Petite, je n'ai pas souvenir d'avoir écouté énormément de musique (pas de la façon dont ma fille actuellement écoute les mêmes 5 chansons maintenant), mais je me rappelle avoir souvent passé la cassette de Johanne Blouin qui chante Félix Leclerc sur mon magnétophone Fisher-Price. Un peu le premier album de Kashtin. La tune "Les chats sauvages" de Marjo. C'est flou.
Je commence à m'intéresser plus activement à la musique au début de l'adolescence. Avant ça, j'écoute parfois le 6 à 6 à CKOI et j'enregistre certaines chansons sur des cassettes, mais plus pour "suivre" la tendance que d'autre chose. J'ai quelques CDs, surtout des compilations genre Dance Mix 95 (tout le monde a eu Dance Mix 95, non?). J'ai aussi eu une petite phase Bon Jovi, à l'époque de This ain't a love song.
Un premier élément déclencheur: je suis en visite à Rimouski et ma cousine Sylvie vient de s'acheter la version CD de
The Beatles 1962-1966 et The Beatles 1967-1970. Elle est en secondaire 5 et je la trouve pas mal cool de s'intéresser à de la "vieille" musique, en dépit de ce qui est populaire ou non. Elle me fait une copie des deux CD double sur des cassettes vierges 90 minutes, donc il manque probablement une ou deux tunes à la fin. (Ma mère, pendant ce temps, se fait faire par ma marraine une copie du premier album d'un anglophone qui chante en français et qui vient de la Gaspésie, et c'est comme ça que Kevin Parent est entré dans nos vies). Je suis super contente et je pars avec mes deux cassettes qui se succéderont à l'infini dans mon walkman. À l'époque, je préfère les gros succès de 1962-1966 qui ont déjà joué chez nous quand j'étais petite. Elle me prête aussi une biographie de John Lennon en français. J'ai 12 ans - on est donc en 1996.
Un deuxième élément déclencheur: toujours en secondaire 1, mon amie Chantal capote bien raide sur
Queen, une obsession qui lui vient de sa soeur Renée. Toute cette famille est infiniment quirky et nerd, et j'aime bien comment ils font les choses juste pour eux, sans se soucier de plaire à qui que ce soit. Ça me donne envie de m'intéresser à Queen même si je n'y connais pas grand chose, et justement, un des sujets de discussion avec mon amie est la sortie imminente en CD du best of The Very Best of Queen (et de comment c'est absurde puisque les deux disques existent déjà de manière séparée). Faisant fi de l'opinion de Chantal, je demande à ma mère de m'acheter le double disque dès qu'il sort en magasin, ce à quoi elle consent parce que ma mère est cool. OMG. Bohemian Rhapsody, Don't stop me now, You're my best friend, I want to break free, Under pressure, Radio Gaga, The show must go on... TOUT est bon là-dessus. Je me fais une copie cassette des deux disques, et lesdites cassettes entrent dans la rotation sur mon discman.

[Éléments d'étiquetage des contours d'image]
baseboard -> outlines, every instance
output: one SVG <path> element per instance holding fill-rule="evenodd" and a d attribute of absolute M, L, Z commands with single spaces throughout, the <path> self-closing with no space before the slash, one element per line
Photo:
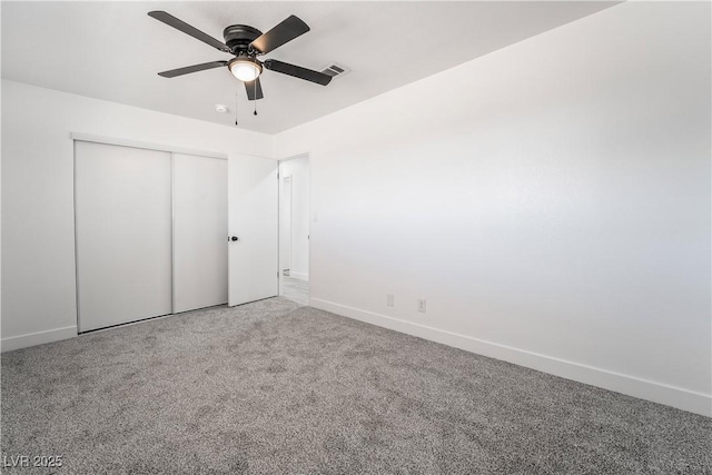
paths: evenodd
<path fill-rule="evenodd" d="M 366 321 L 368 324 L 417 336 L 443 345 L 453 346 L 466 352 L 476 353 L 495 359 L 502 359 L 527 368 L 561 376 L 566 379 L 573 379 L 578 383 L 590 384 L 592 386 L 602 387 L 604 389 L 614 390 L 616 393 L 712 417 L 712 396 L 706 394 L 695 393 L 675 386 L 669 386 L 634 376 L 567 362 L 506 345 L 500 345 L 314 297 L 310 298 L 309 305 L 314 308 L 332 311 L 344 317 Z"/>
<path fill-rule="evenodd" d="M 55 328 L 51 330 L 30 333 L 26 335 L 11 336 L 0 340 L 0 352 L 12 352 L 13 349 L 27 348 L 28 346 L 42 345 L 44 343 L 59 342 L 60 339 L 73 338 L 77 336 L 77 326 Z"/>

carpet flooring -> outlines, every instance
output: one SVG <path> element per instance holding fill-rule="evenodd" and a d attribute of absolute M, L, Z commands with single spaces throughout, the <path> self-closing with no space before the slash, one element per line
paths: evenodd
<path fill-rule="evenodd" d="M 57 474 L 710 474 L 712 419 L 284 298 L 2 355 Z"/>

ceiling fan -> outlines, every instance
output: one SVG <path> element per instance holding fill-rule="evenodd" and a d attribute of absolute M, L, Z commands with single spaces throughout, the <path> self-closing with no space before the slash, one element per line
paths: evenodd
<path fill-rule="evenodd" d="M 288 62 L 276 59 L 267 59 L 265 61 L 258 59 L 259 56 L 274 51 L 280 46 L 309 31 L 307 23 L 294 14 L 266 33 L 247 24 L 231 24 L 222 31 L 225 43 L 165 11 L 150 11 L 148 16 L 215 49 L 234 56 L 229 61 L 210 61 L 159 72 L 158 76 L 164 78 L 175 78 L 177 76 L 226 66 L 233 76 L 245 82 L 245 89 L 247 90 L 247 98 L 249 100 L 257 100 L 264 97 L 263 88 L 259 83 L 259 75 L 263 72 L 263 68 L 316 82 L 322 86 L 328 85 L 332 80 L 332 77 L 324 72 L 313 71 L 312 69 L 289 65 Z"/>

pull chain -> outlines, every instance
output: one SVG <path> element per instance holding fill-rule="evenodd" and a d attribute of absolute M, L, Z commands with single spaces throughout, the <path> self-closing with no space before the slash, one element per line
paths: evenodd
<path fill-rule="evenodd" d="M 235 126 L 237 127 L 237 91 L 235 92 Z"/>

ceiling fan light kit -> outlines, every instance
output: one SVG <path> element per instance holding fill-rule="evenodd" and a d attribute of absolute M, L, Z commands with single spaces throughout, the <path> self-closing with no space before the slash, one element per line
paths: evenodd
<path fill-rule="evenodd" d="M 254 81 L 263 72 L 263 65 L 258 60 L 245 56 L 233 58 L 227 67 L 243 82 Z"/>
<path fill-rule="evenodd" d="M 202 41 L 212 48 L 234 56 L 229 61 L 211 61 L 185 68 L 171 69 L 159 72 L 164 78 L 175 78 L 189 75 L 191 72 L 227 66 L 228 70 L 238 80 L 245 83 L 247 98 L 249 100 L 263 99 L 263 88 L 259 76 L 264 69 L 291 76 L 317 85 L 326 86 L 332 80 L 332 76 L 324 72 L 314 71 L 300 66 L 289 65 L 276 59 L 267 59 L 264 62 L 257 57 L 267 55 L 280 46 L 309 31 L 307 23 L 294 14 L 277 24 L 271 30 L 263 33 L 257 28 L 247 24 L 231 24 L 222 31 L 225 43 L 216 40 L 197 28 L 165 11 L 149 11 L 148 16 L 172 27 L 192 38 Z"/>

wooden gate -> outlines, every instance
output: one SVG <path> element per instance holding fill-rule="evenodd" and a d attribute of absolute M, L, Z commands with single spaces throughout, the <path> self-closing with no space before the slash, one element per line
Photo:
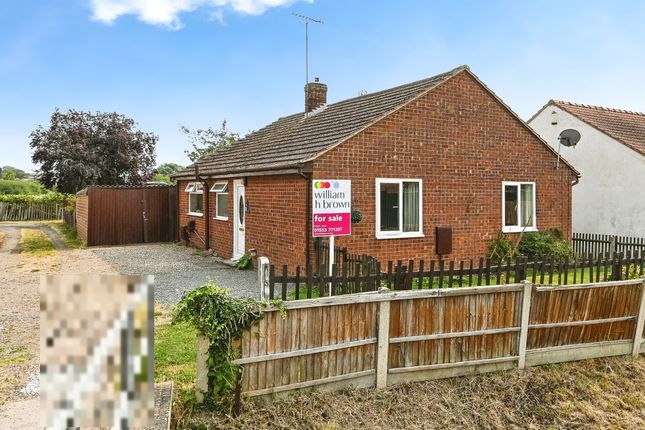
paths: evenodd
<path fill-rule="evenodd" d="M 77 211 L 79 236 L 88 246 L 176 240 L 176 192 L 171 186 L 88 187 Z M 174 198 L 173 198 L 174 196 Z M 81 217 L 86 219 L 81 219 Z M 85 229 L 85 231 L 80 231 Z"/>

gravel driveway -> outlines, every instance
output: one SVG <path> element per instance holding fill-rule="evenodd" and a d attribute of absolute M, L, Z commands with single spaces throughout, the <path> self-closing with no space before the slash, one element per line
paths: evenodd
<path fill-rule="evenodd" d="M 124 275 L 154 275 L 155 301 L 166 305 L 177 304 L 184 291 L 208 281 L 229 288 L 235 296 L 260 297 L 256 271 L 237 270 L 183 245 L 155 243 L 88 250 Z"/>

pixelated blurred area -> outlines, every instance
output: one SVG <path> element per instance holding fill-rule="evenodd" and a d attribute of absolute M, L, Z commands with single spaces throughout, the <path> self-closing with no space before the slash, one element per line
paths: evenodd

CONSIGNE | Dans le texte sur les souvenirs musicaux, recopiez le passage qui commence à « Petite, je n'ai » et se termine à « a love song. » en substituant « radiocassette » à « magnétophone ». Les enregistrements proviennent d'une autre source que le texte.

RÉPONSE ATTENDUE |
Petite, je n'ai pas souvenir d'avoir écouté énormément de musique (pas de la façon dont ma fille actuellement écoute les mêmes 5 chansons maintenant), mais je me rappelle avoir souvent passé la cassette de Johanne Blouin qui chante Félix Leclerc sur mon radiocassette Fisher-Price. Un peu le premier album de Kashtin. La tune "Les chats sauvages" de Marjo. C'est flou.
Je commence à m'intéresser plus activement à la musique au début de l'adolescence. Avant ça, j'écoute parfois le 6 à 6 à CKOI et j'enregistre certaines chansons sur des cassettes, mais plus pour "suivre" la tendance que d'autre chose. J'ai quelques CDs, surtout des compilations genre Dance Mix 95 (tout le monde a eu Dance Mix 95, non?). J'ai aussi eu une petite phase Bon Jovi, à l'époque de This ain't a love song.